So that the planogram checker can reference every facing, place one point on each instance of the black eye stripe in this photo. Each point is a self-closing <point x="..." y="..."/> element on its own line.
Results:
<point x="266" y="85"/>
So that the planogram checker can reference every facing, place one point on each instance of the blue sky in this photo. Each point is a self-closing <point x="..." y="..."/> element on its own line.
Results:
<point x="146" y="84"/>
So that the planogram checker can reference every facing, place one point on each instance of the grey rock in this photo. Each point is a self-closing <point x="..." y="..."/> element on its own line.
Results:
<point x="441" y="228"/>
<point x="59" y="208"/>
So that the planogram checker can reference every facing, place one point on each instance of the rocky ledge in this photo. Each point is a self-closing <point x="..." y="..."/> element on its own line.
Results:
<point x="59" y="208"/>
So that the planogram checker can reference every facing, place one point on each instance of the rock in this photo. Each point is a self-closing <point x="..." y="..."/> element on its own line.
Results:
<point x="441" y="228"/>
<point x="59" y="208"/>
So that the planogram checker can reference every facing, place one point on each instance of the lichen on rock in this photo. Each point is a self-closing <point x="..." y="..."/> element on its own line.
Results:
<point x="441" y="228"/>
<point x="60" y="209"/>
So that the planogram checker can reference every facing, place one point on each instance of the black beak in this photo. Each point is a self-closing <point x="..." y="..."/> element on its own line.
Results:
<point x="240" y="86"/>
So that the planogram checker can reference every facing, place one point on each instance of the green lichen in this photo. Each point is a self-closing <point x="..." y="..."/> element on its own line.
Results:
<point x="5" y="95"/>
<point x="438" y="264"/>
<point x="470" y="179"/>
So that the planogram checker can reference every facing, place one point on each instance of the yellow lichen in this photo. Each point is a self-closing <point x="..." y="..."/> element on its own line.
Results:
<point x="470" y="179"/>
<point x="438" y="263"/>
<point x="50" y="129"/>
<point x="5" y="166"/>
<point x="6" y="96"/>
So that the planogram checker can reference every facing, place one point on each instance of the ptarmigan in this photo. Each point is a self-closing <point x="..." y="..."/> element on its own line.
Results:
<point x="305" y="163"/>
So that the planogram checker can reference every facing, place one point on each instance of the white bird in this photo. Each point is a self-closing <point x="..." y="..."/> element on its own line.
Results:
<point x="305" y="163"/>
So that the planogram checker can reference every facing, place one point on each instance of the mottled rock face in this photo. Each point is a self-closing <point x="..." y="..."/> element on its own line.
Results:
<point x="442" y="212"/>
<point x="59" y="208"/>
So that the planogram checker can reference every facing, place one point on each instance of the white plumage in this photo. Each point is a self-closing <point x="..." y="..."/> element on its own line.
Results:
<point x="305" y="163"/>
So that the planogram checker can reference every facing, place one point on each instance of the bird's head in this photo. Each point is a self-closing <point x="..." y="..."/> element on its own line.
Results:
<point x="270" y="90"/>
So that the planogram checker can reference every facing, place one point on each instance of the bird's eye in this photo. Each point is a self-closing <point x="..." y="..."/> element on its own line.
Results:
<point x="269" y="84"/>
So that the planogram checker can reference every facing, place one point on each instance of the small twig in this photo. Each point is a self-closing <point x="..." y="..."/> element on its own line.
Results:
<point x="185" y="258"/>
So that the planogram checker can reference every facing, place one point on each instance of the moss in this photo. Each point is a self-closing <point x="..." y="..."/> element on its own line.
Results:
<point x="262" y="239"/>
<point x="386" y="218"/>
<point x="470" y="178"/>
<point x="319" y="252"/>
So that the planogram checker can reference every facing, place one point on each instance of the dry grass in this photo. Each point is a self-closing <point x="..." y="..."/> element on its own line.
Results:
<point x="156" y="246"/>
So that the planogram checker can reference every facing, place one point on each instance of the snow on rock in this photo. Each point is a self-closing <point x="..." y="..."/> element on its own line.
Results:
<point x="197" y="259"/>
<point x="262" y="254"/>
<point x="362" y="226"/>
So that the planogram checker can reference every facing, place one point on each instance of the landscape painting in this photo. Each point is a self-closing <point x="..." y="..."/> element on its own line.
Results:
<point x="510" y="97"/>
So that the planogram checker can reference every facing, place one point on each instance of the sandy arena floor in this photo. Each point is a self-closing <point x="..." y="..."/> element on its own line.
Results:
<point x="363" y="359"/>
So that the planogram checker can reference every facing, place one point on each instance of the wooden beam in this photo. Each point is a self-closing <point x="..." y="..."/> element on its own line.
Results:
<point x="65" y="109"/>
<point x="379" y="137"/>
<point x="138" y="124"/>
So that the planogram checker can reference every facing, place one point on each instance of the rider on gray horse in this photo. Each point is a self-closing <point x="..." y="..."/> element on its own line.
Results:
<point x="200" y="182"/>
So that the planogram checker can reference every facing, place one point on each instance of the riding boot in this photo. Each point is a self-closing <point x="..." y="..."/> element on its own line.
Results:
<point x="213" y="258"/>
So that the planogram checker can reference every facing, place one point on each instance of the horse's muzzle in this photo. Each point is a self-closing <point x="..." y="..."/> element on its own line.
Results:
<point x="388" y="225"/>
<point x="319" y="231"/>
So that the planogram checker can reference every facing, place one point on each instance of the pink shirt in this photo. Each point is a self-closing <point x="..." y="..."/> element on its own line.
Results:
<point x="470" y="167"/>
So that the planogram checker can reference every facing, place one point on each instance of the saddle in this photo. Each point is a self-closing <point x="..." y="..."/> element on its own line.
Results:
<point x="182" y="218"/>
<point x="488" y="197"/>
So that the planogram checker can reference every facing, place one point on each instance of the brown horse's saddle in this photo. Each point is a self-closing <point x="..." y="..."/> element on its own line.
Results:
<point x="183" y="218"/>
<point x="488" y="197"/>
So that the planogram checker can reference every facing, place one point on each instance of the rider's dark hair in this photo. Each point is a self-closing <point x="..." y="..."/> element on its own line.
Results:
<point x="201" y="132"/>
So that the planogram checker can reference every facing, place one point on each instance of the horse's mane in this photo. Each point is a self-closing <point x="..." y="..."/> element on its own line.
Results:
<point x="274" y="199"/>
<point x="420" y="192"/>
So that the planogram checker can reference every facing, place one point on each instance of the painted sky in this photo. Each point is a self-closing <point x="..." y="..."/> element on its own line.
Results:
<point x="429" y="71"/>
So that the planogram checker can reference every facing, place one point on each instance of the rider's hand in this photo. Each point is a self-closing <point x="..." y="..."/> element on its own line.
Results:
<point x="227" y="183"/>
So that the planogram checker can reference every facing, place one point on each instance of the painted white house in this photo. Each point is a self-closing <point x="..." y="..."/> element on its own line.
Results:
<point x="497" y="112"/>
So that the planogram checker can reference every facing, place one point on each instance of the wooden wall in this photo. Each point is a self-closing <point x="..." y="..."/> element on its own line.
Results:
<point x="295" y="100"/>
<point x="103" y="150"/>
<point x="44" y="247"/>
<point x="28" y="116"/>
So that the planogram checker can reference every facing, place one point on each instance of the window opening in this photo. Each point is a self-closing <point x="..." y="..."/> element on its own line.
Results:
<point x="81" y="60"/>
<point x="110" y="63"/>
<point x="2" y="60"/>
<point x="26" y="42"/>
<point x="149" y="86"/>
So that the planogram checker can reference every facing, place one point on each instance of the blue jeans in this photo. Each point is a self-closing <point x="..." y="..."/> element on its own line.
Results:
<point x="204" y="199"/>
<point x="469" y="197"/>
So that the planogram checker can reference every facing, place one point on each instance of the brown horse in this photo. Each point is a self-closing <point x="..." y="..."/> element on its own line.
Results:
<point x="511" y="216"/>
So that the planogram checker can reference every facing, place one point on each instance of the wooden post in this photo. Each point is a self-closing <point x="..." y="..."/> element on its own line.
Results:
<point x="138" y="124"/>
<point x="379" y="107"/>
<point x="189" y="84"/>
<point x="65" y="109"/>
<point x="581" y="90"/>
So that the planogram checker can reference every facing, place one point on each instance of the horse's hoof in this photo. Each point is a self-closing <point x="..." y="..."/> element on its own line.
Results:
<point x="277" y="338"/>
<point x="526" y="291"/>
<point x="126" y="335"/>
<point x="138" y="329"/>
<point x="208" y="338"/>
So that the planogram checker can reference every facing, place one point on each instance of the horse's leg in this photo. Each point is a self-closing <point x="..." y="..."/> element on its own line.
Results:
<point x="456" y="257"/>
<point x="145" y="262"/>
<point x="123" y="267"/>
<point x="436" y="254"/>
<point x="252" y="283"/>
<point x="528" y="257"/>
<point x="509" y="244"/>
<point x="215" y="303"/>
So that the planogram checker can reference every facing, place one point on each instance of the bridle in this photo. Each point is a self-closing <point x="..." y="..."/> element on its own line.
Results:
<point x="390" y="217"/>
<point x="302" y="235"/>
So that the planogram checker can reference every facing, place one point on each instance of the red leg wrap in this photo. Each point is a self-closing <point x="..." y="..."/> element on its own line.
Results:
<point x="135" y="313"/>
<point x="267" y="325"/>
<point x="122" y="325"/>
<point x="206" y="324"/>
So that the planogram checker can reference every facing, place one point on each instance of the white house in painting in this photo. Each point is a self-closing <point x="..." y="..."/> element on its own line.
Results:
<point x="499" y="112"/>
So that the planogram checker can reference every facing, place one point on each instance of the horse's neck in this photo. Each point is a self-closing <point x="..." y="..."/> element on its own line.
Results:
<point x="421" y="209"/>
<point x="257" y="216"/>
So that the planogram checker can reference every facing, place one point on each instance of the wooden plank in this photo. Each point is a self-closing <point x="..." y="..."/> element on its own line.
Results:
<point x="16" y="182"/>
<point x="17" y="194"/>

+++++

In the records above, find the line containing "the white house"; please retype it and every line after it through the last line, exactly and with nothing else.

So that the planogram checker can reference every facing, place one point on each instance of the white house in painting in this photo. Each point is a self-closing <point x="..." y="..."/> element on its own line.
Results:
<point x="499" y="112"/>
So that the planogram checker can reference every facing, place one point on each instance of the horse's neck in this photo. Each point is a self-closing <point x="..." y="..."/> element on its own line.
Results:
<point x="421" y="209"/>
<point x="257" y="216"/>
So that the planogram checker can reference every facing, place one point on each instance of the wooden plank in this photo. Each point is a self-closing <point x="..." y="..."/> element on its own line.
Results:
<point x="16" y="182"/>
<point x="17" y="194"/>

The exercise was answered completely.